→ **What you need to do**:
1. In the trial excerpt, to whom did Ms. Thrift report the rape?
2. Quote the trial excerpt word for word, everything from "lay down on" down to "sex with her.".

→ **Source excerpt**:
START

At trial, A.R. testified that she was fourteen years old when
she met defendant at his place of employment in the fall of 2002.
She testified that when she met defendant, she told him she was
fourteen years old. A.R. and defendant began a friendship and
regularly "hung out" at defendant's house three to four times a
month.
A.R. testified she called defendant on Friday, 5 March 2004,
when she was fifteen years old, and that defendant picked her up at
her house. A.R. and defendant drove to an ABC store and defendant
purchased liquor. A.R. and defendant ate at a McDonald's
restaurant and, afterwards, went to defendant's house.
A.R. testified that at defendant's house, she played video
games and began to watch a movie with defendant. She drank two
shots of liquor and ate pizza with defendant. After a while, A.R.
lay down on a couch and fell asleep. When she woke up, defendant
was kissing her on her face, neck and arms. A.R. told defendant to
take her home, but defendant said he would not take her home "until
[it was] over." A.R. testified that defendant then nudged her into
a bedroom and engaged in oral and vaginal sex with her.
A.R. testified that on the following Monday, 8 March 2004, she
got into an argument at school with three other students and was
sent to see the guidance counselor, Linda Thrift (Ms. Thrift). A.R. told Ms. Thrift that she had been raped on the previous Friday
by defendant, a man in his thirties.
Ms. Thrift testified she was a guidance counselor and in 2004,
had worked at the school A.R. attended. Ms. Thrift testified she
met with A.R. on Monday, 8 March 2004. The State introduced into
evidence Ms. Thrift's written statement regarding her conversation
with A.R. The trial court admitted the statement and advised the
jury that the statement was admitted for the purpose of
corroboration only. Ms. Thrift read from her written statement
that A.R. "told me she was raped the previous Friday night by a man
who was in his thirties."
Ms. Thrift further testified that she reported the rape to the
Department of Social Services and to the school's resource officer.
In response to the State's question regarding what Ms. Thrift told
the school resource officer, Ms. Thrift testified as follows:
A. I didn't have to go into much. I -- In a
case like this, I'm not going to go into
details because that's not something I have to
know about. All I have to know, have a
suspicion that something happened and it was
not right. And I --
Q. Okay. Well, let me ask you then, are you
law enforcement?
A. No.
Q. Why didn't you ask for more details about
what happened?
A. Because I didn't need to know that. The
-- That's -- I don't do the investigation.
All I have to have is a suspicion that
something happened, and [A.R.'s] behavior and
the way [A.R.] was acting and just knowing
[A.R.], I believed what [A.R.] was saying.
[DEFENSE COUNSEL]: Object, Your Honor,
please. Move to strike.
THE COURT: Overruled.

END

→ **Provided records**:

START

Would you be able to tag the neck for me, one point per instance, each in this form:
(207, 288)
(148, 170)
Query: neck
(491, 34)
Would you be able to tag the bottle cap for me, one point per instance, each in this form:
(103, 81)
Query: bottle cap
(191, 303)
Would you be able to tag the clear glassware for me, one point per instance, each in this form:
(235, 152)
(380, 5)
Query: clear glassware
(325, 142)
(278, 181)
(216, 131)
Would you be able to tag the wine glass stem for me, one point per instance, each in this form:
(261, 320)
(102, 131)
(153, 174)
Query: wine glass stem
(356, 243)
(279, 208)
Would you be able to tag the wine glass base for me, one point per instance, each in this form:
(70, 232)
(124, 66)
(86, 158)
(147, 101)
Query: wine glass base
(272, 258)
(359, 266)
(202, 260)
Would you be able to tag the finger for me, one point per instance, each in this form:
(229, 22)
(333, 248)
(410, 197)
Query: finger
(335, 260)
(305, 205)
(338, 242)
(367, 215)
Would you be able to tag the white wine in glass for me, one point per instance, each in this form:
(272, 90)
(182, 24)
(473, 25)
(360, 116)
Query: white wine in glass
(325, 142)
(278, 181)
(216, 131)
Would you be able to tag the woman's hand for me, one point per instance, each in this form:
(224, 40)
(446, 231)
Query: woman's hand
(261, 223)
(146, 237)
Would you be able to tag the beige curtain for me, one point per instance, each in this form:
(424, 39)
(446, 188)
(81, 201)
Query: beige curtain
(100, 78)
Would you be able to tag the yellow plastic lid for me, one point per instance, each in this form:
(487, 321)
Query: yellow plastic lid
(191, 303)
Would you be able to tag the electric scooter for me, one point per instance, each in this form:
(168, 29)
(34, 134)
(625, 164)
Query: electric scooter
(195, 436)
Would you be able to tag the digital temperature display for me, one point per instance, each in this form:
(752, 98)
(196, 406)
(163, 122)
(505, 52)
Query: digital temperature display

END

→ **Expected results**:
1. The Department of Social Services and the school's resource officer.

2.
lay down on a couch and fell asleep. When she woke up, defendant
was kissing her on her face, neck and arms. A.R. told defendant to
take her home, but defendant said he would not take her home "until
[it was] over." A.R. testified that defendant then nudged her into
a bedroom and engaged in oral and vaginal sex with her.